**What to work on**:
In the garden post below, which two plants were crossed to produce Leucadendron 'Safari Sunset'?

Friday, July 31, 2009

Red hot for the summer

Leucadendron Sarfari Sunset and Anigozanthus Big Red and Tequila Sunrise are two red blooming plants that I like

From R E D

The blue flower bordering the lawn is Agapanthus. A commonly seen plant here in California.
Behind the Agapanthus is more red foliaged Leucadendrons

From R E D

Leucadendron 'Safari Sunset' as described by San Marcos Growers in Santa Barbara:

Leucadendron 'Safari Sunset' (Safari Conebush) - This is a vigorous, tall and erect grower to over 8 feet tall. The flowers on L. 'Safari Sunset' differ from those on L. 'Red Gem' in that the bracts surrounding the central female cone start out coloring red in summer and by winter are a deep wine color. In late winter 'Safari Sunset' takes on a yellow coloring in the center of the bracts while still retaining the red on the outer surfaces. As with L. 'Red Gem', L. 'Safari Sunset' is a tough cultivar that can handle frost, alkalinity and clay soils. This is an excellent candidate for cut foliage harvesting. This plant originated in New Zealand in the 1960's and was the result of crossing Leucadendron laureolum with L. salignum.

**Information shown**:
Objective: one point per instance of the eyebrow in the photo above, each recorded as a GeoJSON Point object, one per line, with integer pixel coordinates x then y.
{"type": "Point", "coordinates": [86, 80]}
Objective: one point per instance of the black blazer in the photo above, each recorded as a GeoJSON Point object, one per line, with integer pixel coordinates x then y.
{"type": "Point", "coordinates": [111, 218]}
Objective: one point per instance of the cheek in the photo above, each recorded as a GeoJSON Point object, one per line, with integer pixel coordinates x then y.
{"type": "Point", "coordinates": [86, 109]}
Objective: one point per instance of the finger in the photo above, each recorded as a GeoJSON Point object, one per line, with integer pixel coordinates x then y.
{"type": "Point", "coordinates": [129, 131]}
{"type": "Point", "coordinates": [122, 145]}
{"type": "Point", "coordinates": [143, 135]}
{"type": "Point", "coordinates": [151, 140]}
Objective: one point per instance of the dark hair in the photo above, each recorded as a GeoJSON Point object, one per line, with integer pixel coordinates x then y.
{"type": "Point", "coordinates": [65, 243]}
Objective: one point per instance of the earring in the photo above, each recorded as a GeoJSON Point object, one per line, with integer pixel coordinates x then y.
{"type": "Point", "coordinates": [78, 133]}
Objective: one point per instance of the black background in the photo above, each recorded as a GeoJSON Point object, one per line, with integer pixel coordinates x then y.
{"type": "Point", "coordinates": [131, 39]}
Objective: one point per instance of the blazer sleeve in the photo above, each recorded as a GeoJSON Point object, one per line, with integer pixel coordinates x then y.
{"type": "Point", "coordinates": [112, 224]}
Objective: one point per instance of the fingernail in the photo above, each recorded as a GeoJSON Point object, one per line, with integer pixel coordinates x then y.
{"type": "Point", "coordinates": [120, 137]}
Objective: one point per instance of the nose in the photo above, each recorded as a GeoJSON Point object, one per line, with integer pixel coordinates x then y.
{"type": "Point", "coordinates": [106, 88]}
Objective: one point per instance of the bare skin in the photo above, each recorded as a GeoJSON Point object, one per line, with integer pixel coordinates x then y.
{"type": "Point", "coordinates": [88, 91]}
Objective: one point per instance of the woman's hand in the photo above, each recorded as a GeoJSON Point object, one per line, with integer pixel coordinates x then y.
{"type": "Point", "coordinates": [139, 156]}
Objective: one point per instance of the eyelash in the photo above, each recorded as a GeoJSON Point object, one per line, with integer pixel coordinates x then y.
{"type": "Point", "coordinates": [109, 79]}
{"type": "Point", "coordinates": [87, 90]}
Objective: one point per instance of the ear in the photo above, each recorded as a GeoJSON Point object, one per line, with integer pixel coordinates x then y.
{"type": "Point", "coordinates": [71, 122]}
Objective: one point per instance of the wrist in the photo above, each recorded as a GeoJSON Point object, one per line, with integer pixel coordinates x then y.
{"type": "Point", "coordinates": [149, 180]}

**Solved problem**:
Leucadendron laureolum and L. salignum.